(THE DATA):
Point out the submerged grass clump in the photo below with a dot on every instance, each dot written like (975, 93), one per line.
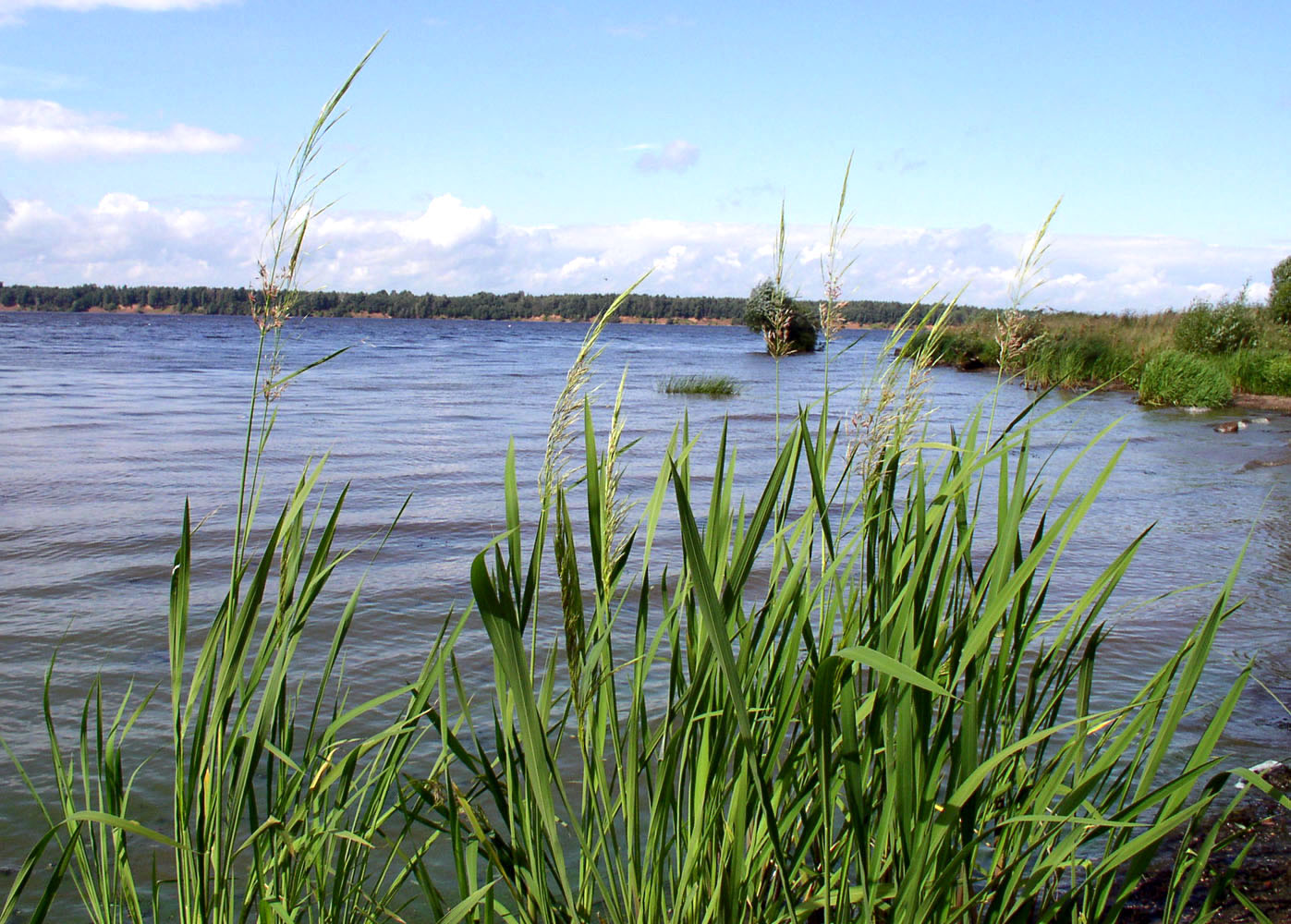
(1183, 378)
(712, 386)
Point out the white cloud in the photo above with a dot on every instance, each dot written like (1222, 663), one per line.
(44, 129)
(676, 155)
(457, 248)
(10, 10)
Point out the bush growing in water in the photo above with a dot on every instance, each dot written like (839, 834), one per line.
(1183, 378)
(1220, 328)
(773, 314)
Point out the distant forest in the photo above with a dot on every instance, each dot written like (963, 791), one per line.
(198, 299)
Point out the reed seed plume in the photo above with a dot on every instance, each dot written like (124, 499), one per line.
(833, 267)
(894, 404)
(1017, 329)
(558, 468)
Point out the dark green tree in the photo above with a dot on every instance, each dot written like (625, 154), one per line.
(1280, 293)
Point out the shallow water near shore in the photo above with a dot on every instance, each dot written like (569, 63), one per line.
(111, 422)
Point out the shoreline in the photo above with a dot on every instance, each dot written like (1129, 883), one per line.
(380, 315)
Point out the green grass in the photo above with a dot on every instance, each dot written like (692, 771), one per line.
(1089, 351)
(712, 386)
(1180, 378)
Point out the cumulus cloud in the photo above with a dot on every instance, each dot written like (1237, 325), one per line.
(676, 155)
(44, 129)
(456, 248)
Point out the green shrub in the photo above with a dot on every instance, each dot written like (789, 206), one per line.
(1181, 378)
(1220, 328)
(1261, 371)
(1280, 293)
(781, 322)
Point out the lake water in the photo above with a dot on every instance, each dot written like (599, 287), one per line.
(110, 422)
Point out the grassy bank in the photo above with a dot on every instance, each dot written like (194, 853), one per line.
(1200, 357)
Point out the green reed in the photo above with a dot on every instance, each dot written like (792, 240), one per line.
(712, 386)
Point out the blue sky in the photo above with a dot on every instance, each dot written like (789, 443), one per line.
(571, 147)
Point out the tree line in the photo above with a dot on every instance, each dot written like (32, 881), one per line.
(204, 299)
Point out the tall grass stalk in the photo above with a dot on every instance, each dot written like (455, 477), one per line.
(285, 791)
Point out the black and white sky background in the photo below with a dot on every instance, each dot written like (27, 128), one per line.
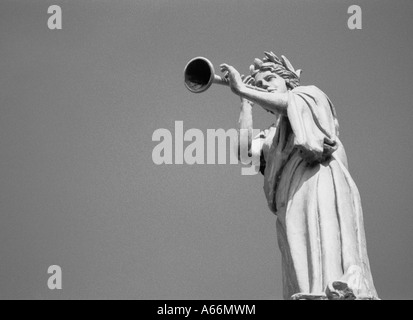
(78, 107)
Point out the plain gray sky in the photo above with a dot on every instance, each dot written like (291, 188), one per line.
(78, 187)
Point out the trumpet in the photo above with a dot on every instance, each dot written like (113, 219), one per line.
(199, 75)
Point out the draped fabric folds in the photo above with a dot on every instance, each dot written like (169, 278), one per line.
(307, 184)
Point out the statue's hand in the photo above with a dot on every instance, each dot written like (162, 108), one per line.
(249, 81)
(233, 77)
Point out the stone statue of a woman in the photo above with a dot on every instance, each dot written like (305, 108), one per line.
(307, 183)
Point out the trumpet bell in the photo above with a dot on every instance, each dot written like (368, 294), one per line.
(199, 75)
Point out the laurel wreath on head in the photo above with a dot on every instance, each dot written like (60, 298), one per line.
(271, 59)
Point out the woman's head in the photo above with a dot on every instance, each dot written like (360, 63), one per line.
(275, 74)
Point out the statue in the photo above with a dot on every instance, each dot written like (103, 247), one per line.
(307, 184)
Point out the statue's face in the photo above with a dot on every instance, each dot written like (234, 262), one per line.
(270, 81)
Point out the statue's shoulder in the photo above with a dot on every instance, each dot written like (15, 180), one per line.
(311, 89)
(314, 92)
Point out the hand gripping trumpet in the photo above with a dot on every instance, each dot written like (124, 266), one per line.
(199, 75)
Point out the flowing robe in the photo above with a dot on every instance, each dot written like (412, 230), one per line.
(308, 186)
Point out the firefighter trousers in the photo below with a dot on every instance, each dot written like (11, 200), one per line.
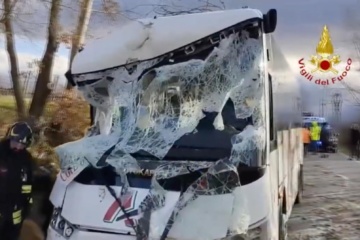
(10, 226)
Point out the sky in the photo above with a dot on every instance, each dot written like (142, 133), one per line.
(298, 31)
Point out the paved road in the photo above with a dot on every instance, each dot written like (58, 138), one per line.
(330, 209)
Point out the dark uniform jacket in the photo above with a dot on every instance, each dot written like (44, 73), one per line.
(15, 180)
(354, 136)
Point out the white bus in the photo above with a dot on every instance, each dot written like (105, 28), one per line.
(195, 136)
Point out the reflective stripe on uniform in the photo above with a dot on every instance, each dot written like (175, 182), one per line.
(26, 189)
(17, 217)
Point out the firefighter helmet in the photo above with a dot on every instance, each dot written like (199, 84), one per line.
(20, 132)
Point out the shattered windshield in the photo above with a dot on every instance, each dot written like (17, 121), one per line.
(211, 99)
(153, 107)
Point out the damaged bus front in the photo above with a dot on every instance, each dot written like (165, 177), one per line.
(178, 146)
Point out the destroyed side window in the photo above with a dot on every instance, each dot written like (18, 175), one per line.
(272, 129)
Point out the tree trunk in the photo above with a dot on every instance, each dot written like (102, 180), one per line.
(79, 35)
(42, 90)
(14, 67)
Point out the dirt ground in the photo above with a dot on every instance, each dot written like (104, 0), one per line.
(331, 205)
(31, 231)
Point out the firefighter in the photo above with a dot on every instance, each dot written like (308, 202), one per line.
(15, 180)
(315, 132)
(306, 139)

(STATED EXERCISE): Reproduce every record above exactly, but leave out the pictures.

(EXERCISE RESPONSE):
Point out the submerged grass clump in the photo below with a dot on every instance, each dot written like (975, 93), one per line.
(1183, 378)
(712, 386)
Point out the white cloud in the photo above with a dot on every instance, each dot written like (1222, 663), one per line.
(44, 129)
(676, 155)
(457, 248)
(10, 10)
Point out the bush growing in water in the photo above with a dot on every instance, each dot written like (839, 834), one per line.
(1183, 378)
(1220, 328)
(773, 314)
Point out the distant forest in the photo above with a dot on every instance, each dot written like (963, 791), one per line.
(198, 299)
Point out the reed seed plume in the photo above with a dot on every instance, each dot written like (124, 499), one per line.
(833, 267)
(894, 404)
(1017, 329)
(558, 468)
Point out the dark green tree in the photo above with a dot on every instance, each dot written like (625, 154), one per line.
(1280, 293)
Point out the shallow water near shore in the photo above with a dot on every instance, each dot written like (569, 63), one per line.
(111, 422)
Point out the shoreline in the photo above with a dot on every instance, each dot written like (1129, 883), one per line.
(380, 315)
Point out the green grass in the photo above with a dot on every instance, each dot written like (692, 771), one per line.
(1089, 351)
(712, 386)
(1180, 378)
Point out the cumulus cloud in the photo above with a dot on every instance, each dot written like (1237, 325), one per line.
(676, 155)
(44, 129)
(456, 248)
Point out the green shrub in the photo above with a dot on every instance, each dot written like (789, 206), one per line.
(1181, 378)
(1220, 328)
(1261, 371)
(1280, 293)
(781, 322)
Point out the lake water in the photo above with a dot on every instance, each dot written like (599, 287), one per line.
(110, 422)
Point out the grassy bank in the photo above with a dot on every instance, each dot written like (194, 853), one per line.
(1200, 357)
Point out the green reed in the photo above with a dot on every instance, each dot written like (792, 240), one per line.
(712, 386)
Point out the blue sky in the photo above with a dot on every instance, each dot written like (789, 443), one per line.
(571, 147)
Point out the tree line in the photo above with a dot on every instance, each dot written like (32, 881), one per line.
(204, 299)
Point out the tall grass stalk in the photo above with a dot on every instance, each dot written like (455, 477), one per line.
(285, 791)
Point out the black and white sky background in the photo below with a dot on every instance, each dot written like (27, 128), one per line.
(78, 107)
Point out the plain gray sky in the photo above with a dot on every instance, each dot written like (291, 188), one per line.
(78, 187)
Point out the trumpet in the photo above with a dot on every instance, each dot written like (113, 219), one per line.
(199, 75)
Point out the draped fabric folds in the photo above with a dot on every instance, each dot written like (169, 278), one per line.
(307, 184)
Point out the statue's hand in the photo above with a dot on every instance, each dot written like (162, 108), one per line.
(249, 81)
(233, 77)
Point out the stone statue of a woman in the photo above with a dot on every instance, each dot written like (305, 108), one per line.
(307, 183)
Point out the trumpet bell in the photo above with a dot on every instance, each dot written like (368, 294), one per line.
(199, 75)
Point out the laurel wreath on head in the photo above with a dot on every instance, each dot written like (60, 298), one per line.
(271, 59)
Point out the woman's head in the photo above with a dot on every instance, each dot written like (360, 63), one per line.
(275, 74)
Point out the statue in the photo above with a dot on every instance, each dot written like (103, 247), one per line.
(307, 184)
Point out the statue's face in the photo above with a dot on every instance, each dot written like (234, 262), one per line.
(270, 81)
Point out the statue's shoulder in the photo above with a dot on every instance, each dot written like (15, 180), one per line.
(311, 89)
(314, 92)
Point out the hand gripping trumpet in the photo above with a dot on every instance, each dot written like (124, 266), one per line.
(199, 75)
Point out the flowing robe in the photo above with a dot on every instance, each dot written like (412, 230), one per line.
(308, 186)
Point out the firefighter trousers in the photo below with a dot on every instance, each dot written like (11, 200), one per line.
(10, 226)
Point out the sky in the photo above with a dot on every instance, each dot written like (142, 133), one per line.
(298, 31)
Point out the paved road in the photo above with a dot on every instance, each dot written like (58, 138), one per line.
(330, 209)
Point out the dark uniform jacket in the photo above with a dot on every instance, each dot written like (44, 73), one per line.
(15, 180)
(354, 136)
Point out the white bus in the photo above with a dot on every instance, each dot written like (105, 28), one per line.
(195, 136)
Point out the reflective stripe on uniform in the photo above with a dot on every instance, each dot written like (175, 182), one per line.
(26, 189)
(17, 217)
Point out the firefighter helmet in the photo above with a dot on every instance, each dot written like (199, 84), one per line.
(20, 132)
Point out the shattered windshield in the photo above with a dot on every instance, each dot written like (17, 121), one per line.
(211, 99)
(153, 107)
Point out the damaged bus front in the photo above with a dot on every instance, each dot written like (165, 177), one per line.
(178, 146)
Point out the destroyed side window in the photo above with a dot on every instance, each dot written like (18, 175), one per line.
(272, 129)
Point out the tree trunk in the photo above with a dot on every instance, each dot written like (102, 180), one per line.
(79, 35)
(42, 90)
(14, 67)
Point out the dirt ground in the photo above with a dot on every instance, each dot written like (104, 0), one per line.
(331, 205)
(31, 231)
Point out the firefighter in the photo above with a dot on every instance, each dot written like (308, 202), one per line.
(15, 180)
(315, 132)
(306, 139)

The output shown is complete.